Task brief
Copy the listing below word for word, every line from first to last.

Data supplied
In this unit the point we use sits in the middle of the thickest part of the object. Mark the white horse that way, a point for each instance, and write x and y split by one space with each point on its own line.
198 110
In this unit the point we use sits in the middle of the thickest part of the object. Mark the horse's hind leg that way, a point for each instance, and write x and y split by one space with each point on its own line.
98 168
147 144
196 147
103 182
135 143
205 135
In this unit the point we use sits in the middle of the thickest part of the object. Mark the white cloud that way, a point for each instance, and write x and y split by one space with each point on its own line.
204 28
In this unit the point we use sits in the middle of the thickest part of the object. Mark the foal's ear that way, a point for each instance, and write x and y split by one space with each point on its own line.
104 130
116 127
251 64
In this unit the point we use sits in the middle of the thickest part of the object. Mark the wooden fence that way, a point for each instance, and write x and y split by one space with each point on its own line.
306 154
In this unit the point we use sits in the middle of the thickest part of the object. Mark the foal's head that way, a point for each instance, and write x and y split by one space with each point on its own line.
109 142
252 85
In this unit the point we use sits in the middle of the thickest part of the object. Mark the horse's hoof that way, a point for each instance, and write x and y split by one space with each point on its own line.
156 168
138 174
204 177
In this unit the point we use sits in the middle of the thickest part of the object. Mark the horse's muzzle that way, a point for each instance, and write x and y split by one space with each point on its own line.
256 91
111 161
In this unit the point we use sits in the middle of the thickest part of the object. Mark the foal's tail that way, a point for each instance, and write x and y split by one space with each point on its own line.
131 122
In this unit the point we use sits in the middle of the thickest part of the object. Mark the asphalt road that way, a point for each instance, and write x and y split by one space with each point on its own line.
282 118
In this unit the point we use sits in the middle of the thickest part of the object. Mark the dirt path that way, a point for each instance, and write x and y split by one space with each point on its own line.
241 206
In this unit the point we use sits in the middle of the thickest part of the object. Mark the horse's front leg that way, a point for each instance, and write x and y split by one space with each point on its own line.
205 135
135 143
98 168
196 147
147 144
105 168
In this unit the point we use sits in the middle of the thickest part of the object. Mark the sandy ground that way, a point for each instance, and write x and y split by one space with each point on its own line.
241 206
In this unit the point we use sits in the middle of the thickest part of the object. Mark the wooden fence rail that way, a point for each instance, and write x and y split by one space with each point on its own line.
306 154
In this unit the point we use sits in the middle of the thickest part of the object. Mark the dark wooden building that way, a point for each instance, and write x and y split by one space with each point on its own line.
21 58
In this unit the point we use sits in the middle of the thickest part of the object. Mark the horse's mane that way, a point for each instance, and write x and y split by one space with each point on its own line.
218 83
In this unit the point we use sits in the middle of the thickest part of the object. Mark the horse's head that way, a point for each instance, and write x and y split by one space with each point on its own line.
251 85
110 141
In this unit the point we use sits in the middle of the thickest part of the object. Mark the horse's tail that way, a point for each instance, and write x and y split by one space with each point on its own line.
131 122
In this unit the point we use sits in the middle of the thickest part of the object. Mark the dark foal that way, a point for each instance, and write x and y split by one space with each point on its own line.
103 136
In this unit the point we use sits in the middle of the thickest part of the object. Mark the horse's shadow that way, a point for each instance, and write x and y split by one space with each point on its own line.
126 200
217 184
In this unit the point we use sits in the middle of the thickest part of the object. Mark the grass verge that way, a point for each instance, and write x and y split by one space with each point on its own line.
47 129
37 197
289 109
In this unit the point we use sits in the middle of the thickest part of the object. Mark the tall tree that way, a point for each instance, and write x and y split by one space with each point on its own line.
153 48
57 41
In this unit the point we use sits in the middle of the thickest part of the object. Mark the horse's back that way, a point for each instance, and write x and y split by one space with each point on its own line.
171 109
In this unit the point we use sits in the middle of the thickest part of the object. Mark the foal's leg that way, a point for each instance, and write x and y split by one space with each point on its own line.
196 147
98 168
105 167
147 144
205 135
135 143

Solution for this exercise
In this unit the point we use sits in the middle of the thickest part of the object. Mark the white horse that way, a point for each instance, and write x and y split by one space with each point on its own line.
198 110
In this unit the point we use sits in the middle of the thickest part of the object. Mark the horse's hind leg that way, a point for each instance, and write x and y split by one space with each point on its own line.
98 168
147 144
196 147
103 182
135 143
205 135
In this unit the point we use sits in the middle of the thickest part of the object. Mark the white cloud that way, a point for each instance, and write x and y split by one space with each point on its own line.
204 28
In this unit the point we use sits in the middle of the thickest part of the object. Mark the foal's ear that way, a point for each instance, and write x and y split by one space with each point on its own line.
104 130
116 127
251 64
In this unit the point we use sits in the middle of the thickest part of the object. Mark the wooden fence that way, a point for each instance, and write x and y split by one space with each point on its own line.
306 154
In this unit the point we use sits in the middle of the thickest part of the object. Mark the foal's head that way, a point for each instance, and write x and y split by one space with each point on its own line.
109 142
252 85
In this unit the point we use sits in the middle of the thickest part of the object. Mark the horse's hoof that way, a point for each instance, and write x and y split by one space with each point on its own line.
156 168
138 174
204 177
In this unit the point we use sits in the middle of the thickest part of the object. Mark the horse's muzzle that way, a point for each instance, and write x and y split by one space with each point on its own line.
256 91
111 161
In this unit the point we use sits in the middle of the thickest part of the object. Mark the foal's tail that way, a point for each instance, and write x and y split by one space with each point on its own line.
131 122
In this unit the point we use sits in the middle of the thickest part of the object. Mark the asphalt road that way, a point for each instance, and write x and y split by one space with each point on its own line.
282 118
In this unit the point we use sits in the middle of the thickest part of the object. Mark the dirt path that way, a point for each instance, and write x and y split by one space with each point on its own line.
241 206
In this unit the point we use sits in the middle of the thickest part of the object. Mark the horse's front leg that way, a point for each instance, and write x and y split by one space with each point on its own line.
205 135
135 143
98 168
196 147
147 144
105 168
In this unit the point we use sits in the middle of the thickest part of the object. Mark the sandy ground that way, a point for each instance, and write x and y split by one space with each point on its own line.
241 206
In this unit the point we use sits in the middle of the thickest part of the object. Mark the wooden fence rail that way, a point for each instance, and write x and y split by one space with each point on its own line.
306 154
In this unit the point we use sits in the middle of the thickest part of the object. Mark the dark wooden building that way, a point for each instance, and write x and y split by one space with each point on its own line.
21 58
In this unit the point we use sits in the middle of the thickest part of the object. Mark the horse's mane that way, a point for each instance, and write x and y split by one space with each point on its own line.
218 83
In this unit the point we use sits in the middle of the thickest part of the object. Mark the horse's head that way, a point for each instance, and write x and y split by one space with each point on its own line.
251 85
110 141
In this unit the point we use sits in the middle of the thickest part of the object. Mark the horse's tail that way, a point for each instance, and write x and y split by one space with each point on its own line.
131 122
In this unit the point we use sits in the middle of the thickest part of the object. Mark the dark foal that way, a point for each instance, and write x and y split by one space with each point on its own line.
103 136
In this unit the point we use sits in the middle of the thickest part of the object. Mark the horse's shadow that way, a point for each instance, and write x and y split by one space with each point on its own line.
126 200
217 184
In this unit the point we use sits in the middle of the thickest part of the object. Mark the grass verge that way, a point for each instance, and write x and y split by one space with each point on its own line.
47 129
37 197
289 109
In this unit the point we use sits in the middle of the thickest part of the object. Mark the tall tree that way, a point for each instance, and write x and y split by one space with each point on its own line.
153 48
57 41
In this unit the point we use sits in the middle of the thickest part of the object. Mark the horse's back that way, a point for each instance, and write x and y split by one space with each point on its own line.
171 109
In this unit the point we use sits in the middle of the thickest part of the object. Mark the foal's leg that way, a point for each instance, and write x and y split by one space with each point on its own line.
196 147
98 168
105 167
147 144
205 135
135 143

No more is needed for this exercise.